** start **
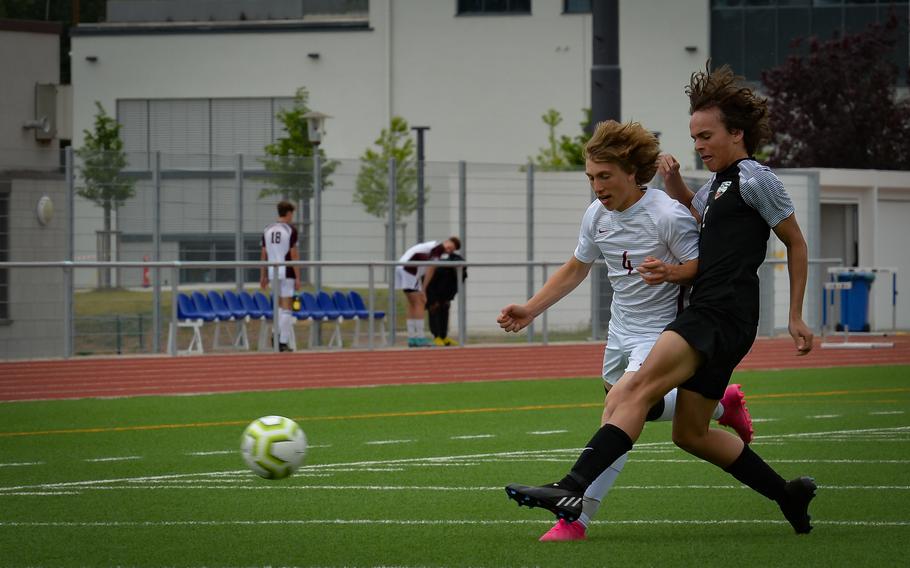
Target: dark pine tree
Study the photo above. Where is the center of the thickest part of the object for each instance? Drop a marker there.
(837, 106)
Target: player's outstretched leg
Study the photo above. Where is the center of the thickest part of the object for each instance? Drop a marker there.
(563, 503)
(564, 531)
(736, 415)
(795, 505)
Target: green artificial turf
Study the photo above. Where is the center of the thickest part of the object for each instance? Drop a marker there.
(413, 476)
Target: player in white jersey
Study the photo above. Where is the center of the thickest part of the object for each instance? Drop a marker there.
(279, 243)
(412, 280)
(650, 244)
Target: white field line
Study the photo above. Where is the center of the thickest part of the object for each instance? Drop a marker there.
(471, 458)
(20, 464)
(438, 488)
(430, 522)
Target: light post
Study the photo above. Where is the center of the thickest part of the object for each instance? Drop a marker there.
(420, 183)
(315, 132)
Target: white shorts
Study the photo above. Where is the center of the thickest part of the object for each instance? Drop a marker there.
(625, 354)
(404, 280)
(287, 287)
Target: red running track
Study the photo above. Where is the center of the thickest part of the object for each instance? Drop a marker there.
(162, 375)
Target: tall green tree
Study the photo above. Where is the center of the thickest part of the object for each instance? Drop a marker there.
(289, 162)
(837, 105)
(562, 152)
(372, 189)
(101, 164)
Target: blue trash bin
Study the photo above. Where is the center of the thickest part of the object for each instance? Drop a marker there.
(854, 303)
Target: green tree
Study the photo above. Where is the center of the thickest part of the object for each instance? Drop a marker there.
(373, 179)
(102, 163)
(562, 152)
(289, 162)
(836, 106)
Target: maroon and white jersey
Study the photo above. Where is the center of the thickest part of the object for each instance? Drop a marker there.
(656, 225)
(278, 240)
(429, 250)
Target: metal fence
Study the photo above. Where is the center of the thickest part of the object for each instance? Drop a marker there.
(195, 220)
(144, 321)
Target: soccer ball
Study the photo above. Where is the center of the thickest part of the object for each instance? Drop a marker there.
(273, 446)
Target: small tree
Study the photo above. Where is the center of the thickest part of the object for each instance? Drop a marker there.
(102, 163)
(836, 106)
(562, 152)
(289, 162)
(373, 179)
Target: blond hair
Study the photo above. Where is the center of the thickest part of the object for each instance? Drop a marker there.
(629, 146)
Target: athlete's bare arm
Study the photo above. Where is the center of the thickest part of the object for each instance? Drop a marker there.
(295, 255)
(654, 271)
(516, 317)
(263, 279)
(668, 168)
(789, 233)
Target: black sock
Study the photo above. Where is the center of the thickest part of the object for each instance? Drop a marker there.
(754, 472)
(605, 447)
(655, 411)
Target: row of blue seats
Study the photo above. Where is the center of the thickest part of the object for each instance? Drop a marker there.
(233, 305)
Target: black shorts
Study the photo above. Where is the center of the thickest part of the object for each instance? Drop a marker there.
(721, 339)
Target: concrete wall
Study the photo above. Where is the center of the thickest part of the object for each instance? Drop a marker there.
(480, 82)
(37, 60)
(36, 296)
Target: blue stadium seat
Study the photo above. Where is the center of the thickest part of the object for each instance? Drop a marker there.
(357, 304)
(231, 302)
(328, 306)
(187, 316)
(235, 305)
(301, 313)
(187, 310)
(249, 304)
(264, 304)
(209, 313)
(216, 300)
(322, 311)
(312, 307)
(361, 308)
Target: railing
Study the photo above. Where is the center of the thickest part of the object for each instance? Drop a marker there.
(585, 306)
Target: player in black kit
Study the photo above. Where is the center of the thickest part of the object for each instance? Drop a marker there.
(737, 209)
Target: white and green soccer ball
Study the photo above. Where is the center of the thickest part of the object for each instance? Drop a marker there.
(273, 446)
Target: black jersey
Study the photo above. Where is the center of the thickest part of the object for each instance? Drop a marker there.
(739, 206)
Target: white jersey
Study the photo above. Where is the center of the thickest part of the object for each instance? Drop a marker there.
(278, 240)
(429, 250)
(656, 225)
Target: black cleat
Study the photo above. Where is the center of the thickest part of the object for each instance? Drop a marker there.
(800, 492)
(561, 502)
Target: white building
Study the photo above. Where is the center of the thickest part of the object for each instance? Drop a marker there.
(479, 80)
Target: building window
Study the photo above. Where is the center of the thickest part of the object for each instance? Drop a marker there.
(4, 253)
(755, 35)
(216, 248)
(576, 7)
(494, 6)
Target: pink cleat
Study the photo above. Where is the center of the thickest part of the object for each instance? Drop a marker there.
(736, 415)
(565, 531)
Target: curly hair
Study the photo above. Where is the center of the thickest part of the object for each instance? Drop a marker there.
(629, 146)
(740, 108)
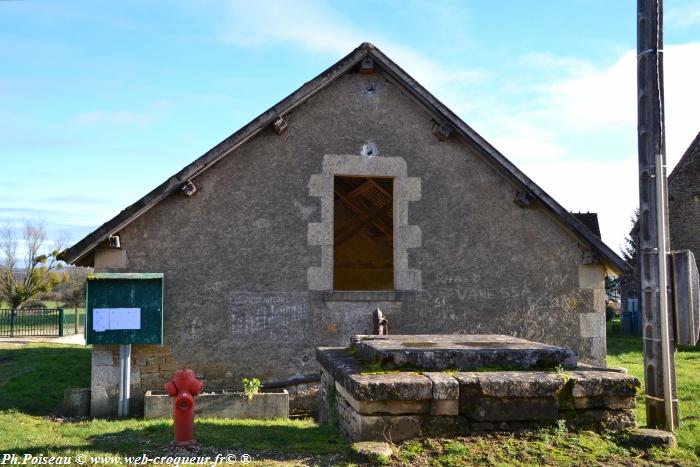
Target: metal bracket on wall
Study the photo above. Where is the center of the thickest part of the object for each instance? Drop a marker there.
(114, 242)
(442, 130)
(188, 188)
(367, 66)
(523, 199)
(280, 125)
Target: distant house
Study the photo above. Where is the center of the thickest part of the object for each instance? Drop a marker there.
(684, 201)
(684, 225)
(358, 191)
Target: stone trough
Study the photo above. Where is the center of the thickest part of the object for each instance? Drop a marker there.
(399, 387)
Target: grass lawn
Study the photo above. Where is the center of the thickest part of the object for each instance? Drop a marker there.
(32, 379)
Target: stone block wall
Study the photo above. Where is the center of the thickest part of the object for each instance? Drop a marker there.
(396, 406)
(684, 201)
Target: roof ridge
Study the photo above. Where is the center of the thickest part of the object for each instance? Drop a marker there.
(301, 95)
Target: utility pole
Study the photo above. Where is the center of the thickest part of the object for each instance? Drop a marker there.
(659, 343)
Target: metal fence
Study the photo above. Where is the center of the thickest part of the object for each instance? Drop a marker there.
(31, 322)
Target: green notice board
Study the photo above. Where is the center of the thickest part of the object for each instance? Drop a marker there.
(124, 308)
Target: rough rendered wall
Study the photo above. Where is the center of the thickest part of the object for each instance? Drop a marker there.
(684, 204)
(246, 258)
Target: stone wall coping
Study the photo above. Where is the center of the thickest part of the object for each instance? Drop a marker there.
(510, 383)
(590, 383)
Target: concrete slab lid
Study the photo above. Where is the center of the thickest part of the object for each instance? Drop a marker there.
(460, 352)
(448, 341)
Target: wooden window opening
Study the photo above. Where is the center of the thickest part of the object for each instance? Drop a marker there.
(363, 236)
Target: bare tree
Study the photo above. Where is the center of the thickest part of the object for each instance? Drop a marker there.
(20, 283)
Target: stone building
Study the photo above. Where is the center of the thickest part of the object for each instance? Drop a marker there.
(684, 227)
(684, 201)
(358, 191)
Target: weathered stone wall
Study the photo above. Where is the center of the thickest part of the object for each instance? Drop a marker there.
(394, 406)
(247, 258)
(684, 203)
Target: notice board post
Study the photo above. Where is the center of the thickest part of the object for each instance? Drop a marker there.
(124, 309)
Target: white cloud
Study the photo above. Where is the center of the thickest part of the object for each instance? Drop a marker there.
(320, 29)
(606, 187)
(684, 16)
(122, 117)
(549, 115)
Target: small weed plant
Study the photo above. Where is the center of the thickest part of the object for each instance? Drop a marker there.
(251, 387)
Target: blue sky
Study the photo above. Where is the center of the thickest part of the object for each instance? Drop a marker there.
(102, 101)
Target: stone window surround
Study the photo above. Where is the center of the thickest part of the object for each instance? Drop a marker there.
(406, 189)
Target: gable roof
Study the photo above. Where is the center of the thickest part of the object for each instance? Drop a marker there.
(81, 251)
(692, 151)
(590, 220)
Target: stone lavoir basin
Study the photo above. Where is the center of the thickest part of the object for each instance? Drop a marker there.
(392, 388)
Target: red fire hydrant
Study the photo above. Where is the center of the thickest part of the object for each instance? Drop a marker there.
(184, 387)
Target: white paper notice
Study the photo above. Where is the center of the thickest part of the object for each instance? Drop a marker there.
(100, 319)
(104, 319)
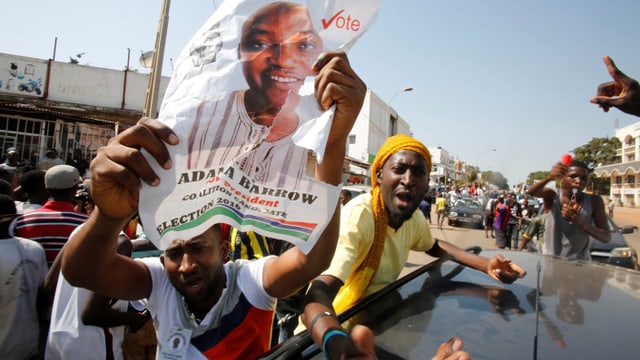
** end **
--- Given task ---
Copy all of the data above word for word, leaving out the pictures.

--- The answer ---
Target: dark pine tree
Study the photo above. Where is the center of the thickest part of the object for each instance? Drop a marker there.
(837, 106)
Target: player's outstretched leg
Study the photo above. Where is the center of the thickest part of the object for each instance? Drop a marker there.
(563, 503)
(564, 531)
(736, 415)
(795, 505)
Target: green artificial turf
Study the photo above. Where is the center of the thickest part of the object for each instance? Drop a marker there.
(413, 476)
Target: player in white jersey
Study the photo above. Where is the center of the thickest part of the object for each instance? Drop a marker there.
(279, 243)
(412, 280)
(650, 244)
Target: white field line
Study the photo above. Where is the center of the thickest part of the object for each instance? Drop a marker there.
(471, 458)
(20, 464)
(438, 488)
(430, 522)
Target: light post
Study the photo above. Where is the center of the thickest part of the object for each instance? Drop a marker there.
(420, 183)
(315, 132)
Target: white shorts
Study the photo above. Where is the center of the thickest part of the object for each instance? Drop a marker there.
(625, 354)
(404, 280)
(287, 287)
Target: red running track
Study the photo above. Where is the center of the thickest part of the object for each instance? Drop a marker there.
(162, 375)
Target: tall green tree
Study the photo above. Where is the center of the thickest part of the object for each instance? Drop a marker there.
(289, 162)
(837, 105)
(562, 152)
(372, 189)
(101, 164)
Target: blue trash bin
Study the photo above. Where is the center of the thickest part of the object for each instance? Drop a marker there.
(854, 303)
Target: green tree
Study the photo above. Where is the center of the thickest part of the object for each instance? Drop a marker there.
(373, 179)
(102, 163)
(562, 152)
(289, 162)
(836, 106)
Target: maroon and white jersey
Study the photo above. Where is the center of the thickest part of the object for each instance? Drop a marker there.
(656, 225)
(278, 240)
(429, 250)
Target: metal fence
Study the photo above. Where is the center of the thickest part of the object for each instance? Drop a marker there.
(195, 220)
(144, 321)
Target: soccer ball
Study the photo above. Where is the center of the thickest part of the object for each instance? Drop a marker there.
(273, 446)
Target: small tree
Study the photo above. Where is the center of the thickest part of the object for each instance? Drop a marker there.
(102, 163)
(836, 106)
(562, 152)
(289, 162)
(373, 179)
Target: blond hair
Study the photo above. Where is the center of the thickest part of the object for each instance? Drop a marker there.
(629, 146)
Target: athlete's bare arm
Study the photo above. Where is the center of the thickest part of the object for each instance? Drop a marker there.
(295, 255)
(654, 271)
(516, 317)
(263, 279)
(668, 168)
(789, 233)
Target: black sock
Study the photo above. Where is the center of the thickest part of the object for each instance? Drop a marker there.
(754, 472)
(605, 447)
(655, 411)
Target: row of blue seats
Study the photo above. Where is the center of the thickest part of the object for each instance? Drop a marker there.
(233, 305)
Target: black shorts
Study the photo above. Where is the center of the thickest part of the object for each instance? Drop a marker there.
(721, 339)
Target: concrete wall
Study the photo above. Where is the center of the thickest part of the object for each instance? Drop a marker there.
(480, 82)
(37, 60)
(36, 296)
Target: blue stadium seat
Study the photo above. Where is the center of the thickest part of the object for each instance? Drop a marker there.
(357, 304)
(231, 302)
(328, 306)
(187, 316)
(235, 305)
(301, 313)
(187, 310)
(249, 304)
(264, 304)
(209, 313)
(216, 300)
(322, 311)
(312, 307)
(361, 308)
Target: railing
Study the photo above. Where is the center of the thickest part of the object for each instance? Drop a marker there.
(585, 306)
Target: player in black kit
Study the photo above. Where is the center of the thickest part of the object for each instance? Drop a marker there.
(737, 209)
Target: white and green soccer ball
Study the photo above. Where is the center of the thickest part of the object for each instance? Drop a marker there.
(273, 446)
Target: black jersey
Study the photo above. Where is the center of the thickest part of the object for each instance? Drop a marker there.
(739, 206)
Target: white jersey
Study the photo above. Where is the center of the thickest part of the object for each instance? Drop a marker there.
(278, 240)
(429, 250)
(656, 225)
Target: black cleat
Study the photo above. Where is the center of the thickest part of the object for each instance? Drop a marker there.
(800, 492)
(561, 502)
Target: white building
Study the photo above. Where is the center of the thickest part of the object for each instance? Drop a marker there.
(479, 80)
Target: building window
Study the photo above. Where is the center of the thickest part of the object for each instance? Drop a marker there.
(4, 253)
(755, 35)
(216, 248)
(576, 7)
(494, 6)
Target: pink cleat
Study the photo above. Where is the center of the thickest part of the object for each instance? Drop a marker there.
(736, 415)
(565, 531)
Target: curly hair
Study the photo above. Where is the center of the thickest part of the object for each instance? Drop a marker there.
(629, 146)
(740, 108)
Target: metal bracket on wall
Study the photo above. Where is the center of the thickest part of the object for each instance? Drop a marker there.
(114, 242)
(442, 130)
(188, 188)
(367, 66)
(523, 199)
(280, 125)
Target: distant house
Study the photo above. Where is the center of the thickest part of the object for each instance? Drop a marker there.
(684, 201)
(684, 225)
(358, 191)
Target: stone trough
Study the photo above. Where is the center of the thickest part of the object for each instance? Drop a marker there.
(399, 387)
Target: grass lawn
Study the photo above. Where is the center of the thickest part of the object for each instance? Drop a marker there.
(32, 379)
Target: stone block wall
Study the photo above. Where is the center of the thickest part of the object for each instance? Drop a marker there.
(396, 406)
(684, 201)
Target: roof ridge
Study the photo above. Where is the center of the thickest part of the object for each instance? Drop a marker there.
(301, 95)
Target: utility pole
Study the photo above. Where is the center of the thickest part of the object for each instance? Drop a marker there.
(659, 343)
Target: metal fence
Study the photo above. Where is the center of the thickest part of the object for each instance? Drop a marker there.
(31, 322)
Target: green notice board
Study the photo above. Where is the center of the thickest part of the object for each instance? Drop a marker there.
(124, 308)
Target: rough rendered wall
Study the photo above. Where is the center of the thickest part of the object for each instance? Drop a marker there.
(684, 204)
(246, 258)
Target: stone wall coping
Study the photo above. Where is the center of the thickest part of the object for each instance? Drop a marker there.
(510, 383)
(590, 383)
Target: concrete slab lid
Study the photo above. Where is the center of the thickest part of the object for each instance? Drop a marker there.
(460, 352)
(448, 341)
Target: wooden window opening
Study the photo above. Where is the center of the thickest part of the object for each instance? Drop a marker there.
(363, 236)
Target: bare tree
Study the photo above. Where is the center of the thickest part of the object for each instance? Drop a marker there.
(20, 283)
Target: stone building
Study the photo above. Where is the center of the thickest part of the object for each instance? Drop a marker there.
(684, 227)
(684, 201)
(358, 191)
Target: weathered stone wall
Study the photo above. Where is the center of the thickest part of the object for each instance? Drop a marker there.
(394, 406)
(247, 258)
(684, 203)
Target: notice board post
Study the photo above. Where is the center of the thickest part of the object for each instance? Drop a marker there.
(124, 309)
Target: white cloud
Study the photo above. Where is the center of the thickest part of the object for each instance? Drop a marker there.
(320, 29)
(606, 187)
(684, 16)
(122, 117)
(549, 115)
Target: small weed plant
Study the photo above. Where is the center of the thickest part of the object for each instance? Drop a marker there.
(251, 387)
Target: blue sky
Study the photo above. Where is the center of the thickest part of the object for each instance? Drop a marker there.
(102, 101)
Target: stone window surround
Study the photo above. Where is the center of the thickest part of the object for each instance? Drop a marker there.
(406, 189)
Target: gable roof
Study the photo above. Where is the center of the thickest part of the object for each instance? Drop a marker there.
(81, 251)
(692, 151)
(590, 220)
Target: stone lavoir basin
Study the photo above. Where is the center of the thickest part of the object for each instance? Drop a marker there.
(392, 388)
Target: red fire hydrant
Study the photo above. Where is the center of the thickest part of the object for each instance? Drop a marker there.
(184, 387)
Target: white paper notice
Study the photo above. Where is the center of the thickest part of the object for each instance? Drop a marker there.
(100, 319)
(104, 319)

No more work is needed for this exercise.